* DA SVOLGERE *
Trascrivi parola per parola, dall'inizio alla fine, il testo qui sotto sulla rielezione di Mike Johnson alla guida della Camera.

* SEZIONE DI TESTO *

----

Le difficoltà del (rieletto) speaker Johnson
Mike Johnson è stato rieletto alla guida della Camera, ma non sarà semplice guidare i deputati del Partito Repubblicano
Mike Johnson è stato rieletto come Speaker della Camera al primo scrutinio, ma il processo di nomina è stato tutt’altro che scontato. Decisivi per il risultato sono stati i voti di due deputati Repubblicani, inizialmente contrari, convinti solo dopo l’intervento diretto del Presidente eletto Donald Trump. I numeri, infatti, non giocavano a suo favore: il GOP controlla 219 dei 435 seggi della Camera e sarebbe bastato il voto contrario di appena due deputati per affossare la candidatura.
Già due anni fa, del resto, la nomina dello Speaker del GOP fu molto combattuta. Il lungo processo di allora aveva evidenziato profonde spaccature all'interno del partito, con diversi scrutini necessari per arrivare a una decisione. Nonostante le tensioni, Kevin McCarthy riuscì infine a ottenere la carica, ma non senza concessioni significative ai membri più conservatori. Questa fragilità è emersa chiaramente durante il suo mandato, culminando nell’inaspettato affossamento di McCarthy nell'ottobre scorso. Con una mozione di sfiducia senza precedenti nella storia recente del Congresso, alcuni Repubblicani, insieme ai Democratici, posero fine alla sua leadership.

----

* BLOCCO DATI *
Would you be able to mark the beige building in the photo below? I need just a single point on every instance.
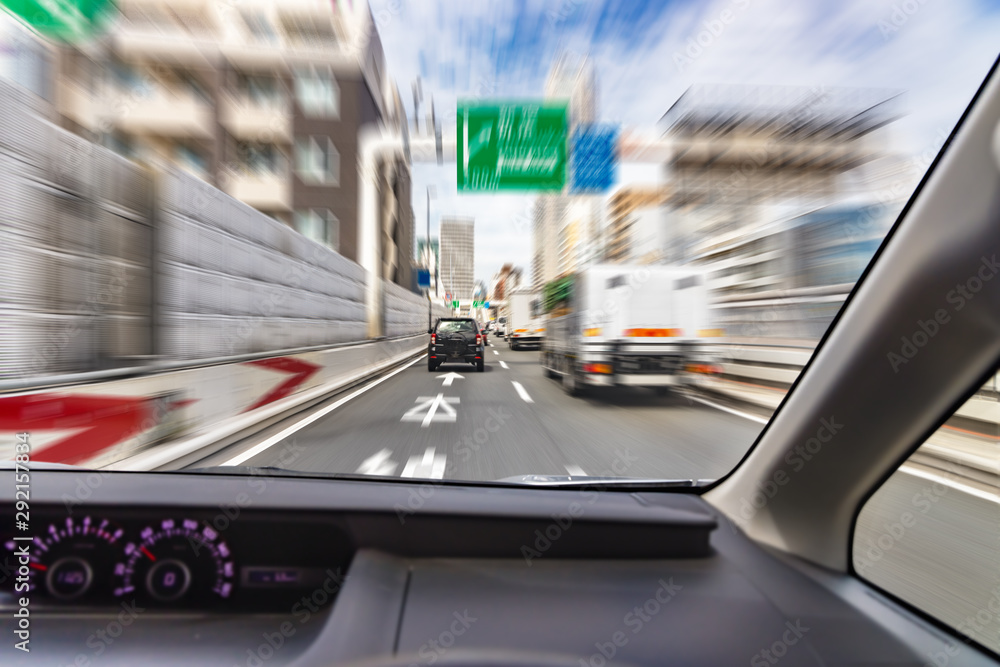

----

* RISPOSTA COMPLETA *
Le difficoltà del (rieletto) speaker Johnson
Mike Johnson è stato rieletto alla guida della Camera, ma non sarà semplice guidare i deputati del Partito Repubblicano
Mike Johnson è stato rieletto come Speaker della Camera al primo scrutinio, ma il processo di nomina è stato tutt’altro che scontato. Decisivi per il risultato sono stati i voti di due deputati Repubblicani, inizialmente contrari, convinti solo dopo l’intervento diretto del Presidente eletto Donald Trump. I numeri, infatti, non giocavano a suo favore: il GOP controlla 219 dei 435 seggi della Camera e sarebbe bastato il voto contrario di appena due deputati per affossare la candidatura.
Già due anni fa, del resto, la nomina dello Speaker del GOP fu molto combattuta. Il lungo processo di allora aveva evidenziato profonde spaccature all'interno del partito, con diversi scrutini necessari per arrivare a una decisione. Nonostante le tensioni, Kevin McCarthy riuscì infine a ottenere la carica, ma non senza concessioni significative ai membri più conservatori. Questa fragilità è emersa chiaramente durante il suo mandato, culminando nell’inaspettato affossamento di McCarthy nell'ottobre scorso. Con una mozione di sfiducia senza precedenti nella storia recente del Congresso, alcuni Repubblicani, insieme ai Democratici, posero fine alla sua leadership.